▸ EXERCISE DIRECTIONS:
Take the lines below beginning at the line that has "Query: asphalt road" and stopping after the line that has "Query: black sneaker", and print them exactly as they are, with no other lines.

▸ ENTRIES SUPPLIED:
--- --- ---
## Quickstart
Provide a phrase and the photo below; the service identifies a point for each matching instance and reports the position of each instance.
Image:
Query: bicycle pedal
--- --- ---
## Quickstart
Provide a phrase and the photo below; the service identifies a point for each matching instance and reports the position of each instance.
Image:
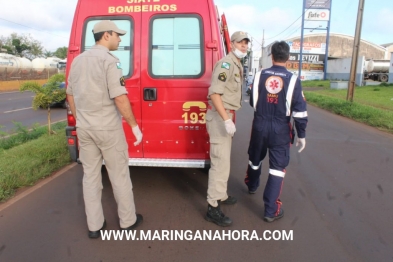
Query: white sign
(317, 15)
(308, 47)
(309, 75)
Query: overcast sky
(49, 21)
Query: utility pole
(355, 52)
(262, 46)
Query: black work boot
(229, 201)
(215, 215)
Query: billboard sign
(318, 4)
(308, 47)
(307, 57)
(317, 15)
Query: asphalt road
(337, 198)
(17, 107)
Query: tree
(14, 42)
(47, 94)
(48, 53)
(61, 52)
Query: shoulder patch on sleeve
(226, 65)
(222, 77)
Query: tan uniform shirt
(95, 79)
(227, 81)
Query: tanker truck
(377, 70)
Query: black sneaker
--- --- ---
▸ TASK SOLUTION:
Query: asphalt road
(337, 198)
(17, 107)
Query: tree
(14, 42)
(47, 94)
(48, 53)
(61, 52)
Query: shoulder patch on sleeve
(226, 65)
(222, 77)
Query: tan uniform shirt
(95, 79)
(227, 81)
Query: tanker truck
(377, 70)
Query: black sneaker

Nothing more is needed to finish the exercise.